_O que se pede:_ Retome o texto sobre galerias comuns e patins residenciais e continue-o a partir do ponto em que termina.

Infohabitar, Ano IX, n.º 461
Artigo XLI da Série habitar e viver melhor
Galerias comuns e patins residenciais
António
Baptista Coelho
Aprofundando-se o percurso
comentado por uma adequada programação do edifício habitacional e visando-se,
por regra, a solução multifamiliar mais, ou menos, "coletiva"
abordam-se, sinteticamente, neste artigo, (i) as galerias comuns exteriores e
(ii) interiores e (iii) os patins habitacionais.
Não se pretende, de forma alguma,
esgotar a abordagem destes elementos constituintes de um habitar em comum, mas
sim contribuir para uma discussão renovada sobre matérias que, infelizmente,
parecem ser, por vezes, pouco alteráveis e previamente definidas, como se as
tipologias mais correntes fossem uma espécie de fatalidade, o que evidentemente
não é verdade.
Galerias exteriores habitacionais ( acessos habitacionais )
Sobre as
galerias exteriores muito se escreveu e muito se poderá e deverá escrever, e o
que se pode considerar ser, provavelmente, uma última tendência, não trata nada
bem este tipo de soluções de acesso às habitações, mas julga-se que esta
tendência não considera as verdadeiras vantagens que as galerias comuns
exteriores podem trazer a um habitar mais satisfatório, mais estimulante e mais
flexível e adaptável a diversos modos e gostos de habitar.
De certa
forma trata-se de poder ter “a rua”, logo ali, mesmo, junto à nossa soleira, o
que pode ter aspetos muito interessantes, por exemplo, em vistas diversificadas
sobre o exterior e sobre a aproximação à porta de entrada e no sentido de uma
aliança intensa com a vegetação, uma condição que, ela própria, poderá
caraterizar a solução como se de uma moradia se tratasse, situação esta que
pode ser, ainda, acentuada caso se trate de habitações em dois níveis
("duplex").

_Secção de dados:_

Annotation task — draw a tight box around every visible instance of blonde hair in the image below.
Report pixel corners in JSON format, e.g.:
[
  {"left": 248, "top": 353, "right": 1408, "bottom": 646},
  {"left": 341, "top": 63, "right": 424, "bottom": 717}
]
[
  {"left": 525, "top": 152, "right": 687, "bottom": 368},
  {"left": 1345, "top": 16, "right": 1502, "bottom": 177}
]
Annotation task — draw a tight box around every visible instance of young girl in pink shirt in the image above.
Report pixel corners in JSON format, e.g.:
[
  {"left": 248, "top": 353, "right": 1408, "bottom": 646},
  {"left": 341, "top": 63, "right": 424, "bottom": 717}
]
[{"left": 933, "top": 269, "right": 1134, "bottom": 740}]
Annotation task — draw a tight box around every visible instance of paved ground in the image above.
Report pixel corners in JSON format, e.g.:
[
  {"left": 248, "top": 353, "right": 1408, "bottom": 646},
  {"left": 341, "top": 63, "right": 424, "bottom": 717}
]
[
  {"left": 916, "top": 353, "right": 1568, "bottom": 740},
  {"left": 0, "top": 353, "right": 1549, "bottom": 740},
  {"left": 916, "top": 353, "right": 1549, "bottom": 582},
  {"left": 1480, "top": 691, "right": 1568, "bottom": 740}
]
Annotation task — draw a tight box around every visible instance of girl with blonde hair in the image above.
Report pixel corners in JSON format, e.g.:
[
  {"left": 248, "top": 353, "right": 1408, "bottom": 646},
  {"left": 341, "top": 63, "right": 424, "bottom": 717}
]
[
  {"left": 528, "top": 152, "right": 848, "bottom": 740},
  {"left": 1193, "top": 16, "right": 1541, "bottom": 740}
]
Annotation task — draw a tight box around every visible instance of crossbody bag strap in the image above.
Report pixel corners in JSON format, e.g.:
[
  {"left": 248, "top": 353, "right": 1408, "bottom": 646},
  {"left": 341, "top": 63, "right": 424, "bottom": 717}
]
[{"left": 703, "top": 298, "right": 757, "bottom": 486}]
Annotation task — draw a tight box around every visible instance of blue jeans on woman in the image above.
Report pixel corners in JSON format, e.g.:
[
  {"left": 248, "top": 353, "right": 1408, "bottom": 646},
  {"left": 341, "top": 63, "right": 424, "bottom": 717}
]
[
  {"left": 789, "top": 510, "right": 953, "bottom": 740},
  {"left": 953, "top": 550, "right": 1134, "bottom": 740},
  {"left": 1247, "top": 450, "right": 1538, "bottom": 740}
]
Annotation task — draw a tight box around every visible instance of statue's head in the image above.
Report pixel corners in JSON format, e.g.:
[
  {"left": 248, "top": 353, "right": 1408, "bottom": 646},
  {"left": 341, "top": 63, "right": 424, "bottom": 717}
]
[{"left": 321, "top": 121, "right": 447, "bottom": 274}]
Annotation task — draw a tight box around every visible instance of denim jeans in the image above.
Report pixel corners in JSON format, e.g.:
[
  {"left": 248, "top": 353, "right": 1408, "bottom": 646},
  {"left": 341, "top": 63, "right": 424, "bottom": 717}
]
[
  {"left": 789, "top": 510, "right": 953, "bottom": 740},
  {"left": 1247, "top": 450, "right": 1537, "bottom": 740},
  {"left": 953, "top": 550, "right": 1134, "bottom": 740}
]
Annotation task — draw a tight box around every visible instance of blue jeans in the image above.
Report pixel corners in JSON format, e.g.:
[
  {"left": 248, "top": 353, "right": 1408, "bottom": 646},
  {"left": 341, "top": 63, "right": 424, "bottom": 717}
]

_Resultado da tarefa:_
Fig. 01:
- um ótimo exemplo de galerias
exteriores comuns, em Olivais Norte Lisboa, projeto dos arquitetos Artur Pires
Martins e Palma de Melo (1959)
Considerando
os potenciais aspectos negativos desta solução estes concentram-se em soluções
com galerias estreitas e com um elevado número de vizinhos com acesso por cada
galeria, não havendo alternativa de acesso, condições estas que levarão a uma
convivência demasiado próxima, demasiado intensa e “obrigatória”, e que será
agravada caso aconteçam, ou seja provável que venham a acontecer, diferenças significativas
de hábitos de vida diária que posam ter reflexos diretos no uso das galerias e
que não sejam consensualmente aceites por todos os residentes.
Caso não
seja possível ter uma ideia aproximada das características socioculturais e
modos de habitar, mais correntes, dos futuros residentes e haja possibilidade
de poder haver uma significativa diversidade de modos de habitar, não será,
provavelmente, recomendável a aplicação desta solução em galerias comuns
exteriores.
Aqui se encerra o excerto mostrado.